-- Start Record excerpts --

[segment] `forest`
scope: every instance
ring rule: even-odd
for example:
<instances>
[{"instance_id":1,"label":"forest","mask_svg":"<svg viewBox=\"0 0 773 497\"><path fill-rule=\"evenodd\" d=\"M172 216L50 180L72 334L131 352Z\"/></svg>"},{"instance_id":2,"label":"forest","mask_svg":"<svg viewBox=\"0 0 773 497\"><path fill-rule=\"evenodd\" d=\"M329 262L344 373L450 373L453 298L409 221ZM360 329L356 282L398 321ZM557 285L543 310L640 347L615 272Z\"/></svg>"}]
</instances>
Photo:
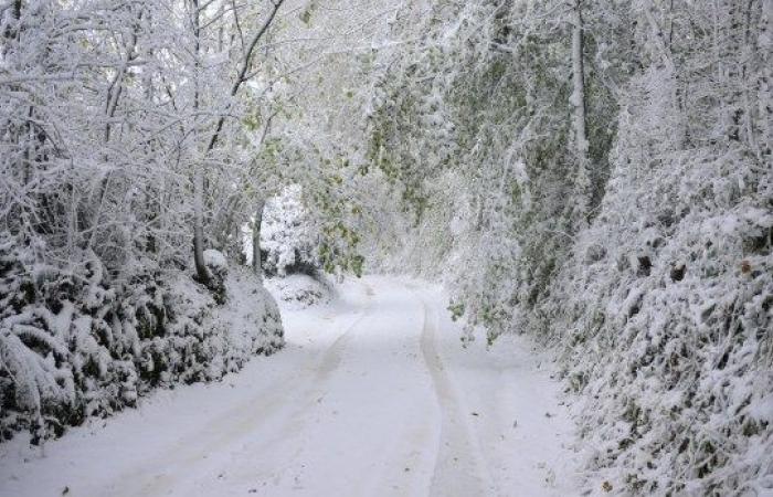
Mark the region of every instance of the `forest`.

-- End Record excerpts --
-- Start Record excerpts --

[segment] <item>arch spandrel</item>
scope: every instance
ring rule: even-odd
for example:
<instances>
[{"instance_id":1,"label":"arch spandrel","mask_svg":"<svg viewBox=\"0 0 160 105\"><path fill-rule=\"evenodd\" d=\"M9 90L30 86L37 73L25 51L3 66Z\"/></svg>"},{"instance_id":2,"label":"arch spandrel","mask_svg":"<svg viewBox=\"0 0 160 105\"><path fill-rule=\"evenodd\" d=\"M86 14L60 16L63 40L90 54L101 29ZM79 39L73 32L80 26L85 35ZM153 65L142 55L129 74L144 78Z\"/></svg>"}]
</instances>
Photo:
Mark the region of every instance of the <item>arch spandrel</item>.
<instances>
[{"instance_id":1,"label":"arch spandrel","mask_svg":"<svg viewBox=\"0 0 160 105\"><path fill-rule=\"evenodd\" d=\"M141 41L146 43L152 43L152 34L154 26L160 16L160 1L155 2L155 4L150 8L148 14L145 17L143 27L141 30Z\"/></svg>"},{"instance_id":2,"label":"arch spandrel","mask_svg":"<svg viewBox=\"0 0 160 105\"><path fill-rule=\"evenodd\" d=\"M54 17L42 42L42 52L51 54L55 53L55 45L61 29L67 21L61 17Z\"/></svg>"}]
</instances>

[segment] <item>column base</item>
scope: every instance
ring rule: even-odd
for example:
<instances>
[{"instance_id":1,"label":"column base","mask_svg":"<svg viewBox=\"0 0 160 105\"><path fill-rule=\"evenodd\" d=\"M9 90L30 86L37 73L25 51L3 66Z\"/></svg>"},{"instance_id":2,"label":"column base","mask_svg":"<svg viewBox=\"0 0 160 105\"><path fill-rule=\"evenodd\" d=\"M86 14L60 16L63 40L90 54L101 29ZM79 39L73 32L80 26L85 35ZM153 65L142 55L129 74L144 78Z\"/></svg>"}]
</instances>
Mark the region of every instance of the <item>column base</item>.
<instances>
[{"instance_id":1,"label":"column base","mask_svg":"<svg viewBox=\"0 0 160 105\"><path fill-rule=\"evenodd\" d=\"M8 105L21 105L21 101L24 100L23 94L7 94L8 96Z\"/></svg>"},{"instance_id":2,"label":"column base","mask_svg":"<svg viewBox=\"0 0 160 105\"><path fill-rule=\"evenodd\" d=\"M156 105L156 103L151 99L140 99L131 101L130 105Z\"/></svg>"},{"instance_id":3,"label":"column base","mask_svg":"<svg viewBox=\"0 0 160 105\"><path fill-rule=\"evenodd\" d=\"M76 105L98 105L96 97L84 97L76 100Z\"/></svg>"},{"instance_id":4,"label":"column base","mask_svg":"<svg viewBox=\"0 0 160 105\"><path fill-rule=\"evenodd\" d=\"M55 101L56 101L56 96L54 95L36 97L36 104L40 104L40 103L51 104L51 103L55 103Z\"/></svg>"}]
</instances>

-- End Record excerpts --
-- Start Record excerpts --

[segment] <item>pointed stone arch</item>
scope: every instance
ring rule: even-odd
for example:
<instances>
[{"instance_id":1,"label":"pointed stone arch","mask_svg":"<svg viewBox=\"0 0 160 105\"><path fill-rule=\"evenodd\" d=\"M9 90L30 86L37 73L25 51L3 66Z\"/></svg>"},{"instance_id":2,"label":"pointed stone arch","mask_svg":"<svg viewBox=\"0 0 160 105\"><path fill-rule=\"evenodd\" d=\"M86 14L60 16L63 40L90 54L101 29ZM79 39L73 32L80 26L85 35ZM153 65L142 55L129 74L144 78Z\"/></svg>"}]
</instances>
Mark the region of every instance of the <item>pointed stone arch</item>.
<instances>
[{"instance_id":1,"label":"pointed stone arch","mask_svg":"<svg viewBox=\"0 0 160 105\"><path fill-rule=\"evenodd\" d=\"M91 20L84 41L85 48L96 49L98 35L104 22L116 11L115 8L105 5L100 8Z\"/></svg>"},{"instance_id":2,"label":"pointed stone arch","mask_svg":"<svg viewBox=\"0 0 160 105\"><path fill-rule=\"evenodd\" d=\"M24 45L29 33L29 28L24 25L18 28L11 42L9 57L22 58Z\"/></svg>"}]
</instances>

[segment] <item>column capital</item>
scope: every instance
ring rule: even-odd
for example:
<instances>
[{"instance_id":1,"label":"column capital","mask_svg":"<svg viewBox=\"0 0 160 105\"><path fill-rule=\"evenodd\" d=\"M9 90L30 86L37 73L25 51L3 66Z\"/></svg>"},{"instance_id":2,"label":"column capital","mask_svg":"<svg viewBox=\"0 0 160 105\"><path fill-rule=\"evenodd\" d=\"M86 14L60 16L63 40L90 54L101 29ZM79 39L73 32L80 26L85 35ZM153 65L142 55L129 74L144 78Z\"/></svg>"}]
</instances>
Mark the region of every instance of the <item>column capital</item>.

-- End Record excerpts --

Problem details => Pick out each line of the records that contains the word "region", treating uppercase and lowercase as different, and copy those lines.

Complete output =>
Mark the region of every instance of the `forest`.
Mark the region of every instance of the <item>arch spandrel</item>.
Mark the region of every instance of the <item>column base</item>.
Mark the region of every instance of the <item>pointed stone arch</item>.
Mark the region of every instance of the <item>column capital</item>.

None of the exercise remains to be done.